> **Brief**
Every line with the string "below" should be copied from the data.

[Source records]
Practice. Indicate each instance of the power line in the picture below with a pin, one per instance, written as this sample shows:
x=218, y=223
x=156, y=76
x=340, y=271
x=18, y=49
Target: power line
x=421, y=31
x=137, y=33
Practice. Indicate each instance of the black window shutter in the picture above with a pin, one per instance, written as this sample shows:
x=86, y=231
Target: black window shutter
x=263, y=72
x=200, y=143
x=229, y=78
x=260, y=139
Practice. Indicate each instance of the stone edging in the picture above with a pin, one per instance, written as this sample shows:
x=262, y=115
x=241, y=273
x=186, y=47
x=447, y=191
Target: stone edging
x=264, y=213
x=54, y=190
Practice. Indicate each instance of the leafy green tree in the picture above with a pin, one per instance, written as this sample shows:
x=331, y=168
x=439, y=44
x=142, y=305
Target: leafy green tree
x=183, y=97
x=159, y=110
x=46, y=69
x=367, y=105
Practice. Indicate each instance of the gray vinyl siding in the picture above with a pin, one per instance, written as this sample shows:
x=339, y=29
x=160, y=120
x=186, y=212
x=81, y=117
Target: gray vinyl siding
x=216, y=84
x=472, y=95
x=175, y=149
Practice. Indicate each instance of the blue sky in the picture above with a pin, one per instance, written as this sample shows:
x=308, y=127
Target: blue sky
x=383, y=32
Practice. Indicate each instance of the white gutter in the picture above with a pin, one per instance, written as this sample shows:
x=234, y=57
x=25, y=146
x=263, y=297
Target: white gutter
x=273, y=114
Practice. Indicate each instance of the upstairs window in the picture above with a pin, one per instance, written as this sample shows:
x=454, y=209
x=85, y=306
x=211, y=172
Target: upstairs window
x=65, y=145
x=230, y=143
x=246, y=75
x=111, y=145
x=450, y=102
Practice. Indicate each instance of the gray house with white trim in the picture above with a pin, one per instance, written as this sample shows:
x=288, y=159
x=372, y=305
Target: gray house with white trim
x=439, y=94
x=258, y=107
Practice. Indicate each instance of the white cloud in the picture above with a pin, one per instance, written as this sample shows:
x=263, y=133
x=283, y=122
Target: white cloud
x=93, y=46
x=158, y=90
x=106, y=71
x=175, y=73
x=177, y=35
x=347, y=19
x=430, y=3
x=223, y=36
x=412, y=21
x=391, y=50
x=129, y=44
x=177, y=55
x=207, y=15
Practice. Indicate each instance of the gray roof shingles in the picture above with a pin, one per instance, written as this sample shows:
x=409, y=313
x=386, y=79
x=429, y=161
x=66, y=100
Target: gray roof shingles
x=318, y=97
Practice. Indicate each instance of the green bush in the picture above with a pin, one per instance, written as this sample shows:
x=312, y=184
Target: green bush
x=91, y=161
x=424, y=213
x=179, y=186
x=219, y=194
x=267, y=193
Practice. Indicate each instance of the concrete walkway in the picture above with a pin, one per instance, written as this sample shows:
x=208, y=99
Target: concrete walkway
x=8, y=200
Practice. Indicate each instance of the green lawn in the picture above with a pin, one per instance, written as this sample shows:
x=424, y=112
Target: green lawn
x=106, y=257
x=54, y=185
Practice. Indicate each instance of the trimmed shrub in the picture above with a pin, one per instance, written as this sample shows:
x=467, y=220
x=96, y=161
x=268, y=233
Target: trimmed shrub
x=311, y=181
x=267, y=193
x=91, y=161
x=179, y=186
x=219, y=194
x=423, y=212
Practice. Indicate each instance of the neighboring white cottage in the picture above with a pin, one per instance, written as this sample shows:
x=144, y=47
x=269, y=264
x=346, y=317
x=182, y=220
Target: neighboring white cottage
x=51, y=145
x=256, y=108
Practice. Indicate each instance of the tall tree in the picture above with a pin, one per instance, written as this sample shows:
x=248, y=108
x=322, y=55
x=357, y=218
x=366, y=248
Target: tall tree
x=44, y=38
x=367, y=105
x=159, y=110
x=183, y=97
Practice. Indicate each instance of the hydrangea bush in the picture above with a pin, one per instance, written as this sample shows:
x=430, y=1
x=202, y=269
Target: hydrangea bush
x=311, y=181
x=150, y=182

---

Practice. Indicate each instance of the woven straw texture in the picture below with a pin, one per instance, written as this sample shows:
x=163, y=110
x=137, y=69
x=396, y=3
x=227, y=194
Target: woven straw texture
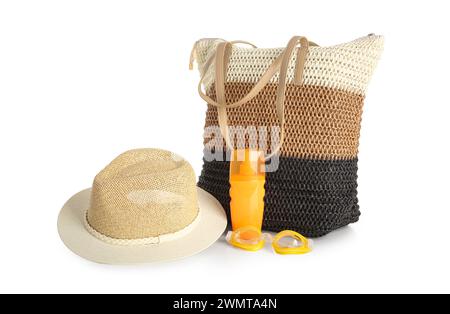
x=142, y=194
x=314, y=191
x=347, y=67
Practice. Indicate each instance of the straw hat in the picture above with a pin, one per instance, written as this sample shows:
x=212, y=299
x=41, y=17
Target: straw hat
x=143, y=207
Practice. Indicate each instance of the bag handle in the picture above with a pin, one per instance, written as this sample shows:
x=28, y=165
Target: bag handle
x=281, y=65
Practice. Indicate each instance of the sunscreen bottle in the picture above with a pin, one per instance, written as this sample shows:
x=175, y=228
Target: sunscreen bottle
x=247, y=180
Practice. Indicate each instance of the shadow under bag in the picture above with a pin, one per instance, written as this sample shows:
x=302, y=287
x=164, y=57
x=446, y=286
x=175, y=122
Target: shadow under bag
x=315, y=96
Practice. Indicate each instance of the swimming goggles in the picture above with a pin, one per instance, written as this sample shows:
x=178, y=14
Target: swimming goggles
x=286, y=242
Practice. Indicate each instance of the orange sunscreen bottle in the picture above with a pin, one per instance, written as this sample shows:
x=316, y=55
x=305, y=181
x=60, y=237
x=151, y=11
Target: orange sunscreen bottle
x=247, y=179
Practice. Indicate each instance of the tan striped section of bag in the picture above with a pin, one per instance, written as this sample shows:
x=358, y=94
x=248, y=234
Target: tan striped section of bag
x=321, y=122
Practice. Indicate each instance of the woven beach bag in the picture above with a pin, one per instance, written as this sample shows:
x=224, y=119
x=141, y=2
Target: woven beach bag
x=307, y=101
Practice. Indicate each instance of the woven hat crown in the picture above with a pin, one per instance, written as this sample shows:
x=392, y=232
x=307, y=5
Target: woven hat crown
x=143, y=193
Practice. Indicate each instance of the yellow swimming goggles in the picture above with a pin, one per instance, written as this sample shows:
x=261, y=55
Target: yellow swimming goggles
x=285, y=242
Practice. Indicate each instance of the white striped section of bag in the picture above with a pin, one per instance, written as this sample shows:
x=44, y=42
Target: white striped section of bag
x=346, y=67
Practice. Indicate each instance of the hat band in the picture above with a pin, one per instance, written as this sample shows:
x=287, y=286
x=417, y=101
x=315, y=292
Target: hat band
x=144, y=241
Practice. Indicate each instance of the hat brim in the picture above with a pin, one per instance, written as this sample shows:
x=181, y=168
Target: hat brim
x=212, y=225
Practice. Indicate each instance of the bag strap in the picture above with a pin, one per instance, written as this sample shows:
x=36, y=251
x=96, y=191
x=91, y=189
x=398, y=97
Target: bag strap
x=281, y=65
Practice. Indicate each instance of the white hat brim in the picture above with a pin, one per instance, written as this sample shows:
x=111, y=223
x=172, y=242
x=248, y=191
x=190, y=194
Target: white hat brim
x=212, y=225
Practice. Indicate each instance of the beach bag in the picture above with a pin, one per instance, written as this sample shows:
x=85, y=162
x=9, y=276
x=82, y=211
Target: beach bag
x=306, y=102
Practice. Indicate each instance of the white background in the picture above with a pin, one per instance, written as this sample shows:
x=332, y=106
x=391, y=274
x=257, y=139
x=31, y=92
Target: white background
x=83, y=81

...

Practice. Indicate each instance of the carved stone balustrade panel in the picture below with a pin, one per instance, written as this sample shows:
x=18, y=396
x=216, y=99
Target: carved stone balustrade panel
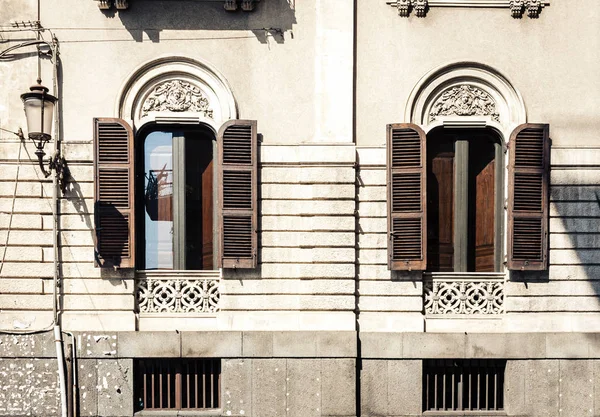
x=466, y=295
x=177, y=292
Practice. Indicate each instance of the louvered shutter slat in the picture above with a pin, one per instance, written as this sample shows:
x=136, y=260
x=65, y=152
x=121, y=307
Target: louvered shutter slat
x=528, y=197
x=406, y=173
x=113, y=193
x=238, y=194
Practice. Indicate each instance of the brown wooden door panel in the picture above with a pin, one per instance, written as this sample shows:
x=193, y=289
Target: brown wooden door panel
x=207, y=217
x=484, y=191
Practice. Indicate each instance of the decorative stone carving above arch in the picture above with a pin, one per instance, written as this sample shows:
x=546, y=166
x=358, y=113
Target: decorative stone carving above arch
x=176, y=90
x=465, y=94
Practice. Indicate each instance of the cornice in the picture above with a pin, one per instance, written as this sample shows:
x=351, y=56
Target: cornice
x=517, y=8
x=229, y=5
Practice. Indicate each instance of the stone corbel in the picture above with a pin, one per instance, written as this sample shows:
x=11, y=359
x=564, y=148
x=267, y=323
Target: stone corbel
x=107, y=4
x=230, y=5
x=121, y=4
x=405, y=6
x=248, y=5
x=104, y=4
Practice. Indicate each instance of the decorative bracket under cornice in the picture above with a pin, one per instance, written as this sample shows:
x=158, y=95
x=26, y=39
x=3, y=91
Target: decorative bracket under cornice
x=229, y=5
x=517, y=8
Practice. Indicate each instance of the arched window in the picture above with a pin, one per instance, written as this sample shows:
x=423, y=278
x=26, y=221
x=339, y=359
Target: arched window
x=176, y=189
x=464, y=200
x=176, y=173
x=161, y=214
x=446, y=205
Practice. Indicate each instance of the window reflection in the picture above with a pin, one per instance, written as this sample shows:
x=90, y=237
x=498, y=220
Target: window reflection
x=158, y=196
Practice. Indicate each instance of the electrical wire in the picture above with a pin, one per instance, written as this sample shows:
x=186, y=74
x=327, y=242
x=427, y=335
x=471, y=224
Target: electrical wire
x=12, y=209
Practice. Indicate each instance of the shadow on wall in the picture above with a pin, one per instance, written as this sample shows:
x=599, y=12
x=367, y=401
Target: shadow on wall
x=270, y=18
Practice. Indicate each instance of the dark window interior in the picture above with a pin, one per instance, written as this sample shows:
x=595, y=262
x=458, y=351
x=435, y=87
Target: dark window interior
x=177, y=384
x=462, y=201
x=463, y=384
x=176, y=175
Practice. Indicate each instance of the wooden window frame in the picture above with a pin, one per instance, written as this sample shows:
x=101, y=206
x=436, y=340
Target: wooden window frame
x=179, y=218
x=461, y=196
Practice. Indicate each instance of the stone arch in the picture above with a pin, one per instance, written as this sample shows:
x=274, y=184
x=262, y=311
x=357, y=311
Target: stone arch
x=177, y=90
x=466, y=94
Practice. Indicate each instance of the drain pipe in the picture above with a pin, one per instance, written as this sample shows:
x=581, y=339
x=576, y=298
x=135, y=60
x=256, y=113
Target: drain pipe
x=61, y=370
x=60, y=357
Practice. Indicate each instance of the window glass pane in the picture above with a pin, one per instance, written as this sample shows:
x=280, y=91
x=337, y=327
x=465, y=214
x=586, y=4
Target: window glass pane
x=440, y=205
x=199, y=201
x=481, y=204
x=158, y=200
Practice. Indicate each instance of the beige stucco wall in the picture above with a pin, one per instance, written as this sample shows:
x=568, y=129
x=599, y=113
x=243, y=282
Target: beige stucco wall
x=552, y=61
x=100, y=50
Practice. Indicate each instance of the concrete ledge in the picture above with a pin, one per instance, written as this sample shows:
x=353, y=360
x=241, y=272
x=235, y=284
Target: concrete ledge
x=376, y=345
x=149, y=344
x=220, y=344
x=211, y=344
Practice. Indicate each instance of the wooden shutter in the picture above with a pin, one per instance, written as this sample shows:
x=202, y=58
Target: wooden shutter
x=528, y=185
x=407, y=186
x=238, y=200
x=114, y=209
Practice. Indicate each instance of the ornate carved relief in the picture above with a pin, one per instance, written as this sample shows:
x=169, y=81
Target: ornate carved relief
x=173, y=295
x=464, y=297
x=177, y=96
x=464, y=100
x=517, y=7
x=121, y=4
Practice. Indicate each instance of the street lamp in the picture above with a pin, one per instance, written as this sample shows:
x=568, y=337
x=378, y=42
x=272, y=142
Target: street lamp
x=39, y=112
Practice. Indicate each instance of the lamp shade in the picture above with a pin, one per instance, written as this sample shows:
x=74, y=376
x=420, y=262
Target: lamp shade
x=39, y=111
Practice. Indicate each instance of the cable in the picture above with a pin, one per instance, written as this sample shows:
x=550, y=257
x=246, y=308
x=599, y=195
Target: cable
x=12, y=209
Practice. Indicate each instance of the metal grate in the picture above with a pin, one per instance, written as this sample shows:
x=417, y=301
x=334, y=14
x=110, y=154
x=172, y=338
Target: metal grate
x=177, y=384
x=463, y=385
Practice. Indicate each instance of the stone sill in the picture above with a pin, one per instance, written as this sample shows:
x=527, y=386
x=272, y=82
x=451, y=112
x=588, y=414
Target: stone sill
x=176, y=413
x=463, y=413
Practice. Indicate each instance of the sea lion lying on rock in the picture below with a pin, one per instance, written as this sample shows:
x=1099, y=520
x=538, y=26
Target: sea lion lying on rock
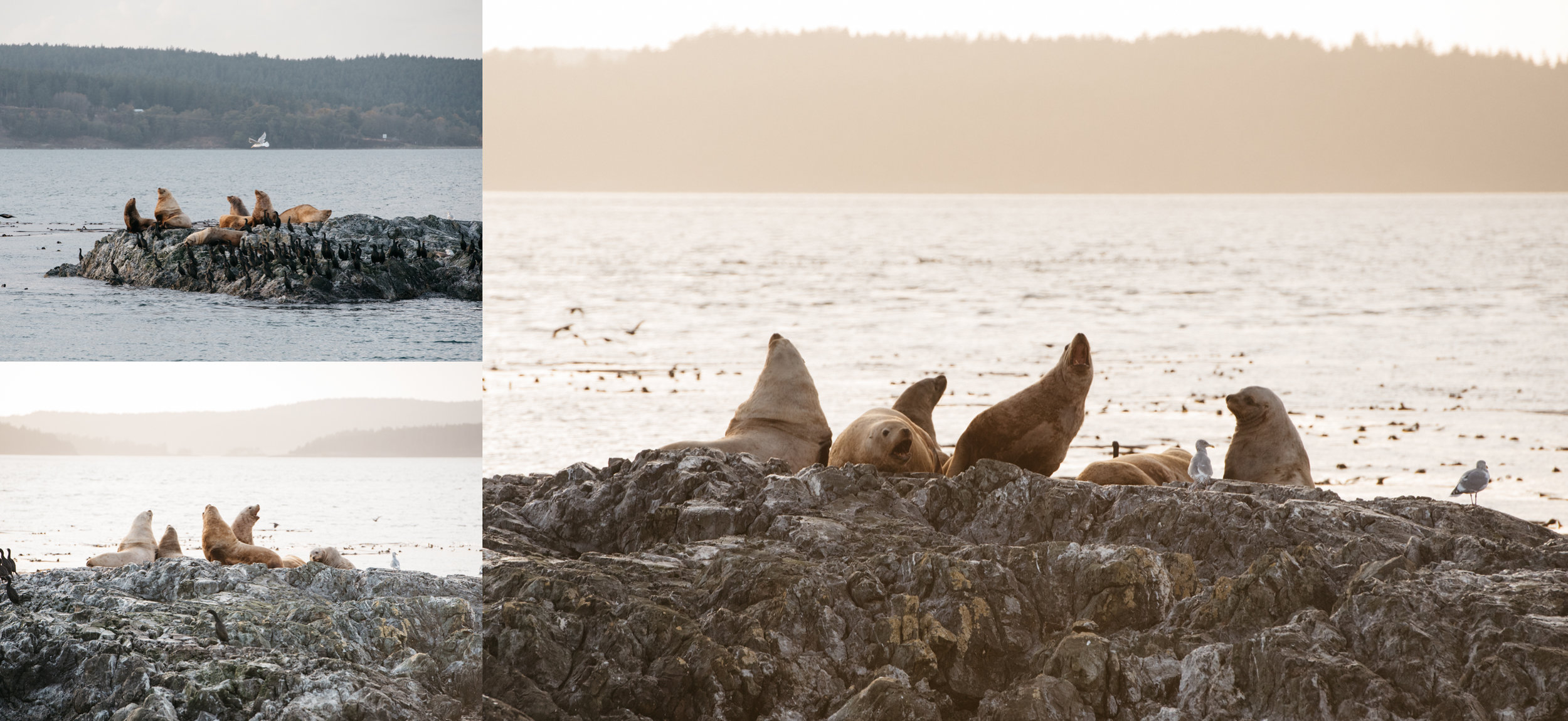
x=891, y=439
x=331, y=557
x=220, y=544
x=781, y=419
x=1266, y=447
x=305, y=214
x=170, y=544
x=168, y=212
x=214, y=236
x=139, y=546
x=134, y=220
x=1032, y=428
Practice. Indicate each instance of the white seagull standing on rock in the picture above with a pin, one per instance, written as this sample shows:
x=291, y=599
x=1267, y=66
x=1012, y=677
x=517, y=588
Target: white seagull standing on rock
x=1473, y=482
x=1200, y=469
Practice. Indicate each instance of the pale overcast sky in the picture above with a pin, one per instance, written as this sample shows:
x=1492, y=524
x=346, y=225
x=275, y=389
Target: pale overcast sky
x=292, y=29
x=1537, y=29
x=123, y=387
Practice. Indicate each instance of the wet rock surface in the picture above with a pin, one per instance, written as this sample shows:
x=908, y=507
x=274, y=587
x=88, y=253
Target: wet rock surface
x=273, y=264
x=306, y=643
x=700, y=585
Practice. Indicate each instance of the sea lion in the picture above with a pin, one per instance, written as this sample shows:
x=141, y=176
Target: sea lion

> **Your response**
Practice. Indicate each instance of the power line in the picture below with a pin, one per instance, written as this sample shows:
Practice. Indicate each instance of the woven straw texture in the picture below with a pin, one per instance, written as this sample shows:
Practice. Indicate each instance of the carved stone balustrade panel in the picture below with a pin, one per instance, written as this sample shows:
Practice. Indicate each instance of the sea lion lying on rock in the picture below with a pin, one per instance, written as this sample shows:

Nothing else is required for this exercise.